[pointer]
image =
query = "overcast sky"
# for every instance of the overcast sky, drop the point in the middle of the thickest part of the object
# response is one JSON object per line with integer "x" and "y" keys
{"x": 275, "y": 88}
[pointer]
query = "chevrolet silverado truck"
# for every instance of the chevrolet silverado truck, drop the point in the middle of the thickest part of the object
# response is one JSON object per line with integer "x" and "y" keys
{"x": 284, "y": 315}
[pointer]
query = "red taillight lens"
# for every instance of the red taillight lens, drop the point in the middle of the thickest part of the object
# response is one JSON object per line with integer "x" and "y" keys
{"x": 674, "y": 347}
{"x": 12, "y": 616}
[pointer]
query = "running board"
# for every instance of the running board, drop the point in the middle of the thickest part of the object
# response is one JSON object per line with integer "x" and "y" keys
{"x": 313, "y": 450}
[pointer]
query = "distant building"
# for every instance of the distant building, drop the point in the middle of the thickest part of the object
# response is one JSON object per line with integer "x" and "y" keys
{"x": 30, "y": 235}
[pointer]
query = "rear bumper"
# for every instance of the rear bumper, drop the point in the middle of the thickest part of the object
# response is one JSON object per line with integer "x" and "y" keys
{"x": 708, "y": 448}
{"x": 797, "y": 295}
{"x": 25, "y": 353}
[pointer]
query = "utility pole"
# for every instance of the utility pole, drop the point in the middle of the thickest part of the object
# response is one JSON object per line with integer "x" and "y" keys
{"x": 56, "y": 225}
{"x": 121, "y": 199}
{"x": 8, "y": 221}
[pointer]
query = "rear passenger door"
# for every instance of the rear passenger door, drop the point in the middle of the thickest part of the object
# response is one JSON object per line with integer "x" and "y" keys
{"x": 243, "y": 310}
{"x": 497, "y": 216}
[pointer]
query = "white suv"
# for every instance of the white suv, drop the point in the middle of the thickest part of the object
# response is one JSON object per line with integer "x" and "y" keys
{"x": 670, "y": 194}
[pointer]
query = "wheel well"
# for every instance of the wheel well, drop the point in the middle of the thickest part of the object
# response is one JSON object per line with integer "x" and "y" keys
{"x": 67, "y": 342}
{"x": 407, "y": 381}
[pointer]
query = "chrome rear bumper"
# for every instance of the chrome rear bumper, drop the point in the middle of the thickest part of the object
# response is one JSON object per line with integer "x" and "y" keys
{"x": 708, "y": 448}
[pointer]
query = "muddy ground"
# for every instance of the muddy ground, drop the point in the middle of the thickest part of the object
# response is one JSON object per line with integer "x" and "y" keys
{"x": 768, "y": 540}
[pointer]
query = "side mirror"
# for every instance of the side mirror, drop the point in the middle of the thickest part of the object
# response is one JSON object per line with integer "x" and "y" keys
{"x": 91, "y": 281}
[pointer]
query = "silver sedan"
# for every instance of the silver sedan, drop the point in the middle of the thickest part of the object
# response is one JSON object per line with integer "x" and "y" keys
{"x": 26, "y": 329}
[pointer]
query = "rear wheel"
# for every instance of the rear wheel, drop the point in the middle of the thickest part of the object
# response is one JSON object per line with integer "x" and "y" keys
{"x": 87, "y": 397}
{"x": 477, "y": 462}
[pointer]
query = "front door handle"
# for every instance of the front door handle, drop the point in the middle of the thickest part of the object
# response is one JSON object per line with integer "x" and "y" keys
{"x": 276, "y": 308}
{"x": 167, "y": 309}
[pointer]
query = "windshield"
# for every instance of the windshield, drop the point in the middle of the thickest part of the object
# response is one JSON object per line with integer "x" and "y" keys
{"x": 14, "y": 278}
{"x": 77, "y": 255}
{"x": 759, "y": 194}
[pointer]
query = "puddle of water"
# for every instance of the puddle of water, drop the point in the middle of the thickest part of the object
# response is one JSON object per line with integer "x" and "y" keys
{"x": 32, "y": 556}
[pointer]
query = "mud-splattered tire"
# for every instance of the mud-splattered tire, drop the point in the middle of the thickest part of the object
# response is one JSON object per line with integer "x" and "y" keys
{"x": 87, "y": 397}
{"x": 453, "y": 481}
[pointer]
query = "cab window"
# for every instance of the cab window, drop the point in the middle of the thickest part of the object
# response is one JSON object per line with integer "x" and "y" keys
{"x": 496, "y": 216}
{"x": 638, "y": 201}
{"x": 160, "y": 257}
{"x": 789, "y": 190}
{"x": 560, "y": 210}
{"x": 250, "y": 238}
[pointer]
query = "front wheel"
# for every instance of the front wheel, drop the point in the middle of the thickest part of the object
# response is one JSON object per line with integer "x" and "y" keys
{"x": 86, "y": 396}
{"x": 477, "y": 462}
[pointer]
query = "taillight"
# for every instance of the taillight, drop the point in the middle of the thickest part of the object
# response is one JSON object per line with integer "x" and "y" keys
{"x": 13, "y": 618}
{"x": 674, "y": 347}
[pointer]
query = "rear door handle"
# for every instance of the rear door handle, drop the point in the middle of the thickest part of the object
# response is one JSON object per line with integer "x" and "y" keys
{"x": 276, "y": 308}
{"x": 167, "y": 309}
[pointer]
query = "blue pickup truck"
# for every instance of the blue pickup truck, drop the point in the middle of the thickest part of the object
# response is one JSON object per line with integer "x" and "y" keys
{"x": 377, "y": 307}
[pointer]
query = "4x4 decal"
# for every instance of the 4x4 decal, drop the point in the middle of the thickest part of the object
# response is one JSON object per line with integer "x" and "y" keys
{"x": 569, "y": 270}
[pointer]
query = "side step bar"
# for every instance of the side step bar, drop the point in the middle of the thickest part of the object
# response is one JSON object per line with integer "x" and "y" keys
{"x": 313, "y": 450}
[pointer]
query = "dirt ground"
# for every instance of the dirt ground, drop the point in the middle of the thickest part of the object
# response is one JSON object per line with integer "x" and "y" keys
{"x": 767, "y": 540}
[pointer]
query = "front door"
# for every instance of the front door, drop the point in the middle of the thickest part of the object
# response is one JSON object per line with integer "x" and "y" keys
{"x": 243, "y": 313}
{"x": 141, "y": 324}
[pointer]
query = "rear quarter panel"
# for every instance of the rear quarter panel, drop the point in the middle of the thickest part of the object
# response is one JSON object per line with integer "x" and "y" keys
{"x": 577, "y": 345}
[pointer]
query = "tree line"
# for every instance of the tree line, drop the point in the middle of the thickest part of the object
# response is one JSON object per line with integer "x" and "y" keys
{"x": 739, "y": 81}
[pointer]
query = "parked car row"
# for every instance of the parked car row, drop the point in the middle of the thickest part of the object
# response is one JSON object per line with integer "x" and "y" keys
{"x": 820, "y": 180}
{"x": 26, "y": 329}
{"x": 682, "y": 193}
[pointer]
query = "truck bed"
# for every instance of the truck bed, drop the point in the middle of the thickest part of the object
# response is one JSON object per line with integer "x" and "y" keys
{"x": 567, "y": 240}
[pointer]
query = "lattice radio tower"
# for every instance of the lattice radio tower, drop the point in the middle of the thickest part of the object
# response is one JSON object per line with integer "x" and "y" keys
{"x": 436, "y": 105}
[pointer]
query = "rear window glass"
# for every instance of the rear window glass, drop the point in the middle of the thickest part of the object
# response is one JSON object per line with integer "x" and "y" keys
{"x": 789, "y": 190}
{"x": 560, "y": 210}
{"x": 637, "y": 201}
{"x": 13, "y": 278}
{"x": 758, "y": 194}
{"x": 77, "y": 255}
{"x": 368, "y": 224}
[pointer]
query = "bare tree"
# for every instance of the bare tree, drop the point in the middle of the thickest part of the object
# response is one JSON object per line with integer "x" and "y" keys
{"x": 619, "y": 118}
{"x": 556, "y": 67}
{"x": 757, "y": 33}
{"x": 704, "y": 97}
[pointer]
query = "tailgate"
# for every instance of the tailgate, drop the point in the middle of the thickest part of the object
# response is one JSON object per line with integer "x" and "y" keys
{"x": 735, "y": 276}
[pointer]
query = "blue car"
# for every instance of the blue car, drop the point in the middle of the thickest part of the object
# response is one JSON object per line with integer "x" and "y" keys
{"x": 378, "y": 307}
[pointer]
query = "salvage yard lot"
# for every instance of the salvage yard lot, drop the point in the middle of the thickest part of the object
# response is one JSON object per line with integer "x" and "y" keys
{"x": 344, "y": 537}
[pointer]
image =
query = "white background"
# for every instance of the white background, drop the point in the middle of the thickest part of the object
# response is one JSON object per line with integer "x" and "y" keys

--------

WRITTEN EXERCISE -
List every line of the data that contains the word "handle", copying each one in full.

RESPONSE TO THIS EXERCISE -
query = "front door handle"
# for every instance of the front door handle, drop the point in the middle of the thickest part of the object
query = "rear door handle"
# for every instance of the rear door handle, drop the point in the middle of the thickest part of the object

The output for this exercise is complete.